*TEXT EXTRACT*.
>> start

# HP 635 camera



## diehard 1950 (Dec 12, 2006)

Hello, I have an HP 635 digital camera. it will take about ten pictures on a fresh set of batteries. i have tried rechargeable batteries and still det ten pictures. i have tried just about every brand thats made and still get about ten pictures. it takes very good pictures and everything seems to work correctly but it just gets ten pictures. is this normal for a camera or maybe theres something wrong. i have used a tester and checked the new batteries for full charge, all have been fine but i still get only ten pictures. maybe im doing something wrong but i dont know what it could be.the camera is about three years old and has done this since it was new.maybe im expecting more from it and it wont do any better. any ideas?


----------



## yustr (Sep 27, 2004)

Sorry to say this but it looks to be a design flaw. See HERE

You might try contacting HP but I doubt they'll do anything for a 3 year old camera.


----------



## diehard 1950 (Dec 12, 2006)

Thanks Yustr, this was my first digital camera and i fully expected a lot more from HP than this.live and learn i guess. I wont buy another hp.do you have any suggestions for a small digital camera that does what its supposed to do? How many pictures should a camera take on a set of batteries? im guessing more than ten ha ha. thanks again, Diehard


----------



## yustr (Sep 27, 2004)

I'm pretty sure it was just that model - my daughter has a cheap HP digicamera that works fine - but I understand the sour taste it leaves.

See THIS THREAD for some ideas. It really depends on what you're taking pics of, how much you want to spend, and what you're going to do with the photos.

And to answer your question - you should get hundreds of shots from a set of batteries. If the camera you get allows for it, get a set of rechargables and you'll save some $. I always carry a set of std batteries as back up.


----------

>> end

*GIVEN TASK A*. Rewrite the entries from the start through the line containing "M 202 123 L", swapping "overturned kayak" for "capsized canoe" and leaving everything else unchanged.
The thread above has no connection to the entries that come after it.

[Labeling and segmentation entries]
>> start

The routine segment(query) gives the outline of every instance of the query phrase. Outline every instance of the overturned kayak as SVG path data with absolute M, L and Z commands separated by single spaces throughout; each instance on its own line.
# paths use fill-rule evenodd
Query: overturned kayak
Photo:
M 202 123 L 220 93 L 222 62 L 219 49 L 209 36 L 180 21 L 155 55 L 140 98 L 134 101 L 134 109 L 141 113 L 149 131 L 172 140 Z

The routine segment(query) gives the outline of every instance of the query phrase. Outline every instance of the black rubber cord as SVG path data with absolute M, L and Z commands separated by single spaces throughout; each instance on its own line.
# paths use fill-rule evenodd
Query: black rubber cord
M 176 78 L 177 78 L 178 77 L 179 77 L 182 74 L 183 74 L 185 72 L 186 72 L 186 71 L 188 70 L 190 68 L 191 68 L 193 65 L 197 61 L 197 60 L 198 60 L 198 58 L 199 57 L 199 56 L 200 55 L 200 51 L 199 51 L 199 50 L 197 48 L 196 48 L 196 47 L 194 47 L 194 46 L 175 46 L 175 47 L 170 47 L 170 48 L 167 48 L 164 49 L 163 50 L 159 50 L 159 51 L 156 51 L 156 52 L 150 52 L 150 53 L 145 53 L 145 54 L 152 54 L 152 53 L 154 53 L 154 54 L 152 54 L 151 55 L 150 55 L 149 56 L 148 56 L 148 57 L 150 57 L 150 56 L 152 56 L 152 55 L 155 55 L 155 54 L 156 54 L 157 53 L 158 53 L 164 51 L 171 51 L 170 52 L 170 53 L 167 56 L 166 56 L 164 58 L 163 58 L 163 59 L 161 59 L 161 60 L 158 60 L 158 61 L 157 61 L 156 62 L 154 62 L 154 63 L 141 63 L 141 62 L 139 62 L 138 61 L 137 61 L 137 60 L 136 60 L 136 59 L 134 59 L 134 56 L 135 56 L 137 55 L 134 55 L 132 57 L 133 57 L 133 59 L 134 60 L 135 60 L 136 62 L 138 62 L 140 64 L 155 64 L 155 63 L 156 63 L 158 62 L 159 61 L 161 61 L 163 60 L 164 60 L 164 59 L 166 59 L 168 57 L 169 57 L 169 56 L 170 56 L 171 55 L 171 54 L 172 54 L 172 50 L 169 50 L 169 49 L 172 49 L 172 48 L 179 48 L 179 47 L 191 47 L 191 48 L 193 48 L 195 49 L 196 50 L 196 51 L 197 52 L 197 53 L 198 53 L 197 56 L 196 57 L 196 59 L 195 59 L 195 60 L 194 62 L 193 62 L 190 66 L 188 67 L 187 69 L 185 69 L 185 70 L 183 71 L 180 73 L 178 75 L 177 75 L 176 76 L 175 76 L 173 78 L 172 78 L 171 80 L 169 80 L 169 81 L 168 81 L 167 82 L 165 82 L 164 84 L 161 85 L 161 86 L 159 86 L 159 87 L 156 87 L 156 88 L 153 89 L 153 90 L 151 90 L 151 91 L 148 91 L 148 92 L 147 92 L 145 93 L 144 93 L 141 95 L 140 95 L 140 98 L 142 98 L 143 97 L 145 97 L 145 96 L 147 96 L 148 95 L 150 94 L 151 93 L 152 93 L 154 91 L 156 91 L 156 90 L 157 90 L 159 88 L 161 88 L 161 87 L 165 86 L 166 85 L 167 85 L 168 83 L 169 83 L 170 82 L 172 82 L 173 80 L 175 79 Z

>> end

*GIVEN TASK B*.
Answer these questions from the HP 635 camera thread:
(i) About how many pictures does the camera take on a fresh set of batteries?
(ii) How old is the camera?
(iii) What does the person who replied always carry as a backup?

*WORKED SOLUTION A*.
The routine segment(query) gives the outline of every instance of the query phrase. Outline every instance of the capsized canoe as SVG path data with absolute M, L and Z commands separated by single spaces throughout; each instance on its own line.
# paths use fill-rule evenodd
Query: capsized canoe
Photo:
M 202 123 L 220 93 L 222 62 L 219 49 L 209 36 L 180 21 L 155 55 L 140 98 L 134 101 L 134 109 L 141 113 L 149 131 L 172 140 Z

*WORKED SOLUTION B*.
(i) About ten pictures.
(ii) About three years old.
(iii) A set of standard batteries.